[Records from a data source]

◇ ◇ ◇ ◇ ◇

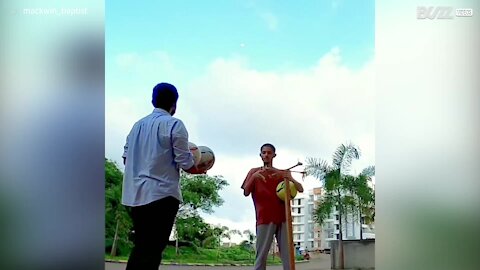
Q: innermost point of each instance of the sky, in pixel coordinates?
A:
(300, 76)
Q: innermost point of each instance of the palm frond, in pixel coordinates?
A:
(343, 156)
(317, 168)
(368, 171)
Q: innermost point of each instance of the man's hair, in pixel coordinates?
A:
(164, 96)
(268, 145)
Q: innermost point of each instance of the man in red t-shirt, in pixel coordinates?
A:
(270, 210)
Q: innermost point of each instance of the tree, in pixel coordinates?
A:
(200, 193)
(250, 242)
(343, 192)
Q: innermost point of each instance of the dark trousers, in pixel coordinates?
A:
(152, 224)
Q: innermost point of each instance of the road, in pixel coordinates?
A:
(320, 262)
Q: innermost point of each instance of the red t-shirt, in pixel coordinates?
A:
(268, 207)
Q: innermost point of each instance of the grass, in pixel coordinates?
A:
(231, 255)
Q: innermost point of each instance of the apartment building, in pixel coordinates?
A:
(308, 235)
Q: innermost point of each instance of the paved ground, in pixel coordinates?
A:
(320, 262)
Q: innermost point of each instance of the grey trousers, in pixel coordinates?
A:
(265, 233)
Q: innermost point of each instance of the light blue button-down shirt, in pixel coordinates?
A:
(155, 150)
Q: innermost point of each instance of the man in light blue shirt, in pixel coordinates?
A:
(155, 150)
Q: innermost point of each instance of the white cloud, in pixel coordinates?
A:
(234, 109)
(270, 19)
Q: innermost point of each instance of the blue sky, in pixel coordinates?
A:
(299, 76)
(277, 35)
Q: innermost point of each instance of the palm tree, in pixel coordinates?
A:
(339, 186)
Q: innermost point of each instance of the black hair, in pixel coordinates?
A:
(268, 145)
(164, 96)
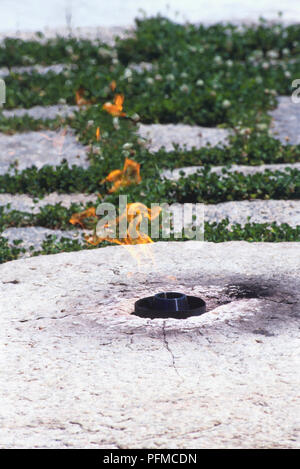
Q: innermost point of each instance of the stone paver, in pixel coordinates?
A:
(42, 112)
(39, 149)
(80, 371)
(175, 174)
(286, 118)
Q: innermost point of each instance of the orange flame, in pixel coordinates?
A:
(78, 218)
(116, 108)
(98, 136)
(130, 174)
(135, 214)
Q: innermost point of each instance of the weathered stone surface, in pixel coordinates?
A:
(33, 236)
(164, 135)
(286, 121)
(79, 370)
(41, 112)
(39, 149)
(175, 174)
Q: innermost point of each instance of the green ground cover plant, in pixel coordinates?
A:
(220, 75)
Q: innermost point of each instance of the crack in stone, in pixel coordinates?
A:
(166, 344)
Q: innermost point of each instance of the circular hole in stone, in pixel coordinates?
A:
(169, 305)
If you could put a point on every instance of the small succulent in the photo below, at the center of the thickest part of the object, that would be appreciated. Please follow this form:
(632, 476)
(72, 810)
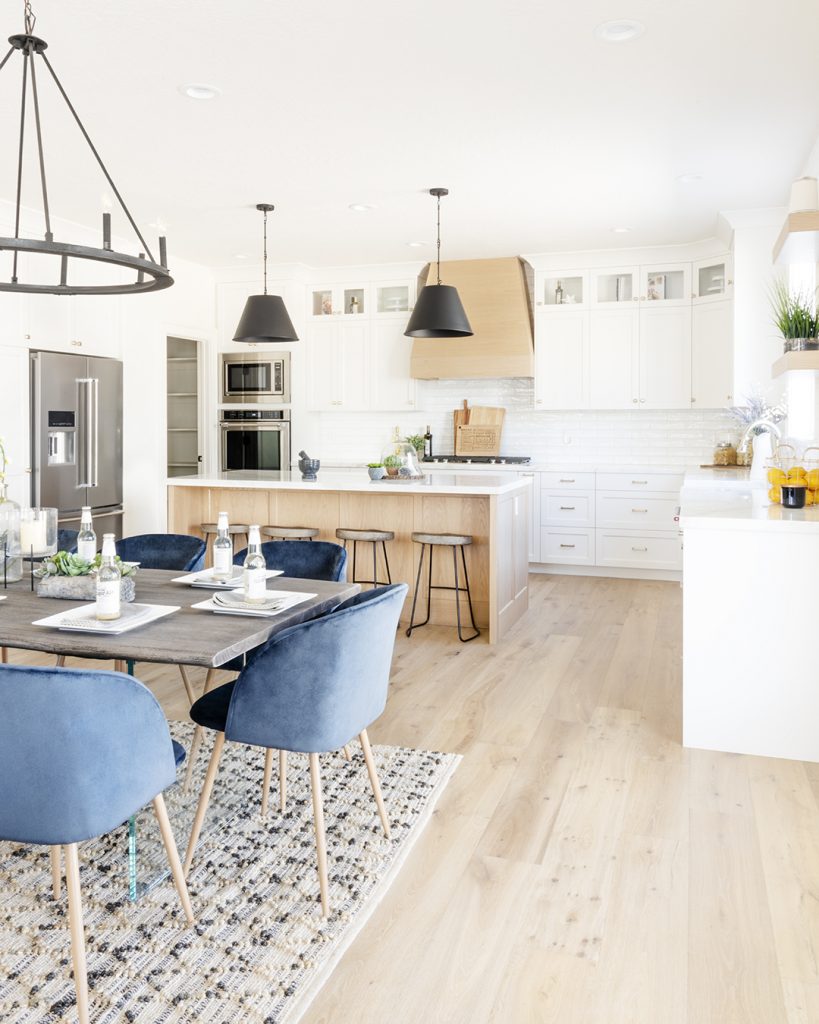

◇ ◇ ◇ ◇ ◇

Exercise directions: Where a line of the data contains "stone", include it in the tally, and answer with the tally alone.

Result below: 4